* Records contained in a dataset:
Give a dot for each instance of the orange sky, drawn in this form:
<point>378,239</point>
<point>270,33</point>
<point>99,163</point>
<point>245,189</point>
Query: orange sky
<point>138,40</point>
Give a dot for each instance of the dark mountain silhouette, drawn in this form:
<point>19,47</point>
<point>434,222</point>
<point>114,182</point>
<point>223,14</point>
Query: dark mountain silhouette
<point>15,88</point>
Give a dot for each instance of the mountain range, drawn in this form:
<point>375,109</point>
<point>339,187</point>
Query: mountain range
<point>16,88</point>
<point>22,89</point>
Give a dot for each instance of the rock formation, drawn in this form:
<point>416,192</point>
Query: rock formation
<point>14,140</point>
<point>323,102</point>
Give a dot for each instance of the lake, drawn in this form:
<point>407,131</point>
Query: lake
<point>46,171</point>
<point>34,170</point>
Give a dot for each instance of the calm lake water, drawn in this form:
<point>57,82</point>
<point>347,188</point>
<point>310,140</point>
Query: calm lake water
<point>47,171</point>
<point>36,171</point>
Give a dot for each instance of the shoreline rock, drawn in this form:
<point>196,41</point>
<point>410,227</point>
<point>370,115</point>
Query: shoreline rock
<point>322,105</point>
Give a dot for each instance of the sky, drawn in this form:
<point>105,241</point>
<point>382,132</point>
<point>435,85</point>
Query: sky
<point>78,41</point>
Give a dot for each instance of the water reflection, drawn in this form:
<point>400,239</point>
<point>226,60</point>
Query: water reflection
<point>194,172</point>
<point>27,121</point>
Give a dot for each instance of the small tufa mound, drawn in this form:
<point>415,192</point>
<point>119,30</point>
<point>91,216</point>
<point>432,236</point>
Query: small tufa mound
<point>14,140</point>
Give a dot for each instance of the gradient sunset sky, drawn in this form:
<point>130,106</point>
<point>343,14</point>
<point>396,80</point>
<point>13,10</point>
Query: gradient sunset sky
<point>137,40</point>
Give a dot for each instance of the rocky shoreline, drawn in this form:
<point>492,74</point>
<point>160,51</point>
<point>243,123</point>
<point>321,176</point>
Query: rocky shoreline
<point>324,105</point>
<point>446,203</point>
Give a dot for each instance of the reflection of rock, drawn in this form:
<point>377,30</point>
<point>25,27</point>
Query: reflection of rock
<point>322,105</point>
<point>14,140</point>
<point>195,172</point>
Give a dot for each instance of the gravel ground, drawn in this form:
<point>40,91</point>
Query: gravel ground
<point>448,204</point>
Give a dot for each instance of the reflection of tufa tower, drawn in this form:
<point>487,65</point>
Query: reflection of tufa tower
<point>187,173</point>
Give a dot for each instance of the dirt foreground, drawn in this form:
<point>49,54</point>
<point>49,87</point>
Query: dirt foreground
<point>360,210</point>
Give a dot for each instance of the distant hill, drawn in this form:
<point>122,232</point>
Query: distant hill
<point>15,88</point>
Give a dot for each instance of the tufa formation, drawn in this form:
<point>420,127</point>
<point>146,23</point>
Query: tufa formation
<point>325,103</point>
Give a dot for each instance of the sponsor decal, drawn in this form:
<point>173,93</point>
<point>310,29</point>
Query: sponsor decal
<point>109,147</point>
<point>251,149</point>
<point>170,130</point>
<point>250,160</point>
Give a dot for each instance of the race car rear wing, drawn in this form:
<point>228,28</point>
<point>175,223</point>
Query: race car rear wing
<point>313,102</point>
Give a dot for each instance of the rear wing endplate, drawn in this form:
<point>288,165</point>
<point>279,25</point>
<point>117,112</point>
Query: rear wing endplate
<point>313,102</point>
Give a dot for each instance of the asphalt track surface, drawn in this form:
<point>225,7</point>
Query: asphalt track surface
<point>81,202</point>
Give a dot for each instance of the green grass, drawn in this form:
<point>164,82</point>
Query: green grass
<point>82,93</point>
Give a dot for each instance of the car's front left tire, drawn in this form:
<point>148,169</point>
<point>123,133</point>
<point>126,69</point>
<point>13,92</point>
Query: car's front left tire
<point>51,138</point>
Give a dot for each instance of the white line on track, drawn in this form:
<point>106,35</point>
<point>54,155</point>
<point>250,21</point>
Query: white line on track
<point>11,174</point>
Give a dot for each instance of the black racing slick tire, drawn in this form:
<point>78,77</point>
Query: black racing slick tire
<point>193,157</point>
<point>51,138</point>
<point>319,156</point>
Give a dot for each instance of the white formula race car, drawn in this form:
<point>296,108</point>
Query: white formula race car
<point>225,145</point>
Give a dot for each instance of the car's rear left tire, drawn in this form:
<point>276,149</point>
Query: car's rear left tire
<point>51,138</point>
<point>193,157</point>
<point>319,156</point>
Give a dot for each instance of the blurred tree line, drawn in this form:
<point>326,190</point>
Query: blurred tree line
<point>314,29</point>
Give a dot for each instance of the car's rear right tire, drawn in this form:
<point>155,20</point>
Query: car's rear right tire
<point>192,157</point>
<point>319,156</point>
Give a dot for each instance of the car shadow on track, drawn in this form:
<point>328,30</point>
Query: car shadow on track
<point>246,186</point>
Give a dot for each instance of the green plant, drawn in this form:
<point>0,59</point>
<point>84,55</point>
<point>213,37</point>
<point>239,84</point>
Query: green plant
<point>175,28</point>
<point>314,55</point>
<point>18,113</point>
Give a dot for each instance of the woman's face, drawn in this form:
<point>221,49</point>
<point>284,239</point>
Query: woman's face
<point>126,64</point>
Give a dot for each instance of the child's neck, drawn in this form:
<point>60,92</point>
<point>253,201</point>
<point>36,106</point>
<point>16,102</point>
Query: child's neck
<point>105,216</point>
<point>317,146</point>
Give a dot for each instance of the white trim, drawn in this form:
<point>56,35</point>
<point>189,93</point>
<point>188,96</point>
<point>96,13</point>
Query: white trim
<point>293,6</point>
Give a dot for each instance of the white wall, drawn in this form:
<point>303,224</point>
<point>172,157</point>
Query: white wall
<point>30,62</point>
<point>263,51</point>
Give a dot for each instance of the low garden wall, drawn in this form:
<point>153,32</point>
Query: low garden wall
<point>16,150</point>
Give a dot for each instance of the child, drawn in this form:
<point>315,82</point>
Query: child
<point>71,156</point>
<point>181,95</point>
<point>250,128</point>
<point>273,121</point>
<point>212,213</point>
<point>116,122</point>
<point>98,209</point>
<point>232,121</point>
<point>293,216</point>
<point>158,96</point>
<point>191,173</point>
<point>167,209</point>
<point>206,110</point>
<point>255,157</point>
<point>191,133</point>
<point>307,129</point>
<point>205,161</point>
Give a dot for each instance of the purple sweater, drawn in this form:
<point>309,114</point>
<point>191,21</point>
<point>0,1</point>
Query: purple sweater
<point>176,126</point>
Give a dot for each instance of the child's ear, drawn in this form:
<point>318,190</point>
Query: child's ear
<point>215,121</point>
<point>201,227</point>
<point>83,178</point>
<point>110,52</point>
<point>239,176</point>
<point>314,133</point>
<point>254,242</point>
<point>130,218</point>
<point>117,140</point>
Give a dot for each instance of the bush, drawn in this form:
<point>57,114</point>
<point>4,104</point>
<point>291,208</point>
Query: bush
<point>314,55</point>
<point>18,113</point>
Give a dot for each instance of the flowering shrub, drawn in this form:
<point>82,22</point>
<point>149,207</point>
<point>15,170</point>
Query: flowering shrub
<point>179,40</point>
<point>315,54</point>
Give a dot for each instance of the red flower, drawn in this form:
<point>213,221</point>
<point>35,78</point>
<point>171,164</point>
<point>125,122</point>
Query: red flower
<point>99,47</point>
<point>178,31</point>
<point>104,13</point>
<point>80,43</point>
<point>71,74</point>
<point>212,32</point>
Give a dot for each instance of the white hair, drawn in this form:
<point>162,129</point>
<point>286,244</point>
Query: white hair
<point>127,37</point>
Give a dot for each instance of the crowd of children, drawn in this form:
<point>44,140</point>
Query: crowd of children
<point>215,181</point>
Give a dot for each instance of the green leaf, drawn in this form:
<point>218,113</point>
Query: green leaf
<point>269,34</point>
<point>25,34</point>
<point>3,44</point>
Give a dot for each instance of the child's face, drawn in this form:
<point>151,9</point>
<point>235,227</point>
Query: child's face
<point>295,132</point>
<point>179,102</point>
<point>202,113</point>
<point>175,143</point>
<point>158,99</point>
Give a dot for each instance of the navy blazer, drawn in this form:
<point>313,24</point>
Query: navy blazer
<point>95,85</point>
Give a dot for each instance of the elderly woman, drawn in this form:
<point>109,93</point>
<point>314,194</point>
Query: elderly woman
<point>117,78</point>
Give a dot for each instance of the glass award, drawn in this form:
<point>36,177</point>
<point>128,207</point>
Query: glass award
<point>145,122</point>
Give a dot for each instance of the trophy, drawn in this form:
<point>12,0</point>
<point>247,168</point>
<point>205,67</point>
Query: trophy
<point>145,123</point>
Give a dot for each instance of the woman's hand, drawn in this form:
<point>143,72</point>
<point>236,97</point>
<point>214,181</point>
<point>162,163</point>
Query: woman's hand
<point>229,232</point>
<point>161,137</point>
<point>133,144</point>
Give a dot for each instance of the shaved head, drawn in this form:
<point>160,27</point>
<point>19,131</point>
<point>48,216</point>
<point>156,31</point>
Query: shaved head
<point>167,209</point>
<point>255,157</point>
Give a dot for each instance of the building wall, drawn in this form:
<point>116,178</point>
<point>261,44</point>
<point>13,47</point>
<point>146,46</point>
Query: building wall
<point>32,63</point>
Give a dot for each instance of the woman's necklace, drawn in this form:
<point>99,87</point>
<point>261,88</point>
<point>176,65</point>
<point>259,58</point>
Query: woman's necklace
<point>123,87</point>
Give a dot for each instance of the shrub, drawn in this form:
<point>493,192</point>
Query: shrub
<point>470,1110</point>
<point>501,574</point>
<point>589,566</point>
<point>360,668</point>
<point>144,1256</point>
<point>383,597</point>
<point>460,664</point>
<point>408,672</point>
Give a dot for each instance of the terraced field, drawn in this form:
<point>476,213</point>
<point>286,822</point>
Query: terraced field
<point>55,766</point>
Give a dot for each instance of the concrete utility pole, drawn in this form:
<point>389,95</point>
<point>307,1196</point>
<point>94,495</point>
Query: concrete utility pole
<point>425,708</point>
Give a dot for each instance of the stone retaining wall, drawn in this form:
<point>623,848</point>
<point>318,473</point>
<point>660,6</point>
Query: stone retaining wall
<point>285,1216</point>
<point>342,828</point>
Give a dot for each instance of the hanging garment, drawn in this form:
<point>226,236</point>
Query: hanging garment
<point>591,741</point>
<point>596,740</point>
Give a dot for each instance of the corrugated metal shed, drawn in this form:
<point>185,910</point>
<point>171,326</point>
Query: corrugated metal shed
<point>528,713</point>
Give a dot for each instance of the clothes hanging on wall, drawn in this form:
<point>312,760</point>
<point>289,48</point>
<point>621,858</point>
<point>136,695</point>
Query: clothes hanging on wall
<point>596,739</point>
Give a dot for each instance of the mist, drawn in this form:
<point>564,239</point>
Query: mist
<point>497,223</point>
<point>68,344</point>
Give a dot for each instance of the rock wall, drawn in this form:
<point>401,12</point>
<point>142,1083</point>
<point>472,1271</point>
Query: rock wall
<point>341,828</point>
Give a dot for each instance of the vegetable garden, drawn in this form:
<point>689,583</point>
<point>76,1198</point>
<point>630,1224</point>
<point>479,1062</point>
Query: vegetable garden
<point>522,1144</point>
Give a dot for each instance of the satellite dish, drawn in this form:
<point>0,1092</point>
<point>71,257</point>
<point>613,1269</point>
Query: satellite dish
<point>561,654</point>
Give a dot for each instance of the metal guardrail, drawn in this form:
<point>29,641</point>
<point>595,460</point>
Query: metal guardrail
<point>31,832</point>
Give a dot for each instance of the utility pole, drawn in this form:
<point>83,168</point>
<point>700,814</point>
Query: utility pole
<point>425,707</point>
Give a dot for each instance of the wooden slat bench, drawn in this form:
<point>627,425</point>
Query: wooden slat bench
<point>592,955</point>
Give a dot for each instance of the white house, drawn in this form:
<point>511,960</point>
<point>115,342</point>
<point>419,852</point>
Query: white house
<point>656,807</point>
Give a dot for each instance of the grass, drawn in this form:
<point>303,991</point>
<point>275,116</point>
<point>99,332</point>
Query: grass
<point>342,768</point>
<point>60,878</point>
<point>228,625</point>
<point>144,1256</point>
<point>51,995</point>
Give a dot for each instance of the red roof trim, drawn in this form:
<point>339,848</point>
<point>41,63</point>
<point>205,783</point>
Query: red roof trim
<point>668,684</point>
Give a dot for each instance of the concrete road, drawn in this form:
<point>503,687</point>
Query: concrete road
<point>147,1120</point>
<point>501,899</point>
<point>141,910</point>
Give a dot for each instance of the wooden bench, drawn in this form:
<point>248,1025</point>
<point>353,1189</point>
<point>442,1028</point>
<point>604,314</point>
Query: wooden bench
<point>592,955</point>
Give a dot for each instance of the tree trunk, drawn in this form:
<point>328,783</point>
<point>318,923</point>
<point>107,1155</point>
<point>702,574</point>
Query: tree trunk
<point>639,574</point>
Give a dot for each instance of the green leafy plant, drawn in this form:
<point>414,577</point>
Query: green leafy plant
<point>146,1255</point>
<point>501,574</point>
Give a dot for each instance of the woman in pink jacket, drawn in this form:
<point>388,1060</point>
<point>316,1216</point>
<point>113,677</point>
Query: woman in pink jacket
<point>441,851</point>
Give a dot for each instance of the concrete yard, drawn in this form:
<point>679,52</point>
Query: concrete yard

* WORK REQUIRED: In the listing above, find the line with "Give a dot for each instance of the green leafy" and set down that line and all after it exactly, through the final line.

* SOLUTION TO THIS TASK:
Give a dot for each instance of the green leafy plant, drawn in this form:
<point>414,577</point>
Query: green leafy plant
<point>146,1255</point>
<point>501,574</point>
Give a dot for each instance of the woman in pink jacket, drawn in this form:
<point>388,1060</point>
<point>316,1216</point>
<point>113,677</point>
Query: woman in pink jacket
<point>441,851</point>
Give a dot for each instance of the concrete yard, drawn in this form:
<point>679,52</point>
Query: concrete yard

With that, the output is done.